Content starts

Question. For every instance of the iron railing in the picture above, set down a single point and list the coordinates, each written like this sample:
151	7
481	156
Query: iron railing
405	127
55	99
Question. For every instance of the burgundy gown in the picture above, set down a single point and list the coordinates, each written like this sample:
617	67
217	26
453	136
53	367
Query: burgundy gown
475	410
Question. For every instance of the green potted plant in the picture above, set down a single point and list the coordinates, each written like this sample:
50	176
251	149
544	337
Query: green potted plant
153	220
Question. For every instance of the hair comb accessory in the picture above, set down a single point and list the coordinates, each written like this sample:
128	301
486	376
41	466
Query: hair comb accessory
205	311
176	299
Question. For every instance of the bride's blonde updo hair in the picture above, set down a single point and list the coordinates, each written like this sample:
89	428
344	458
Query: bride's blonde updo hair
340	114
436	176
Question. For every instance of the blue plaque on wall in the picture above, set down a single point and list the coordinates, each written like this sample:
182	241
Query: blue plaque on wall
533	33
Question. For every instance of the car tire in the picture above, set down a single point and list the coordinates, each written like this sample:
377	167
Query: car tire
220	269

Content ends

_TRY IT_
Go through the entries above and reproduce each one exactly.

_WRITTEN RESPONSE_
Question. For every instance of the iron railing in the picture above, set down a single point and list the coordinates, each written like this sample:
151	7
481	156
Query: iron railing
405	127
55	99
Question. For every instance of the burgundy gown in the picture above, set down a single point and list the coordinates, each written like this sample:
617	67
217	26
453	136
53	367
Query: burgundy gown
475	410
Question. For every instance of the green potted plant in the picture above, set down a single point and list the coordinates, each written like this sample:
50	176
251	149
544	337
Query: green potted plant
153	220
Question. For every instance of the hair comb accessory in the picture above, set down a single point and list the coordinates, each written like this sample:
128	301
486	376
41	466
Query: hair comb accessory
205	311
176	299
Question. For every instance of the bride's blonde updo hair in the picture above, set down a single point and list the coordinates, each written like this sample:
89	428
344	458
Query: bride's blonde updo hair
340	114
436	176
Question. For every instance of the blue plaque on wall in the picture above, set down a single point and list the coordinates, each written like this sample:
182	241
Query: blue plaque on wall
533	33
Question. For every instance of the car tire in the picture above, set down a single point and list the coordinates, each written like this sample:
377	167
Query: car tire
220	269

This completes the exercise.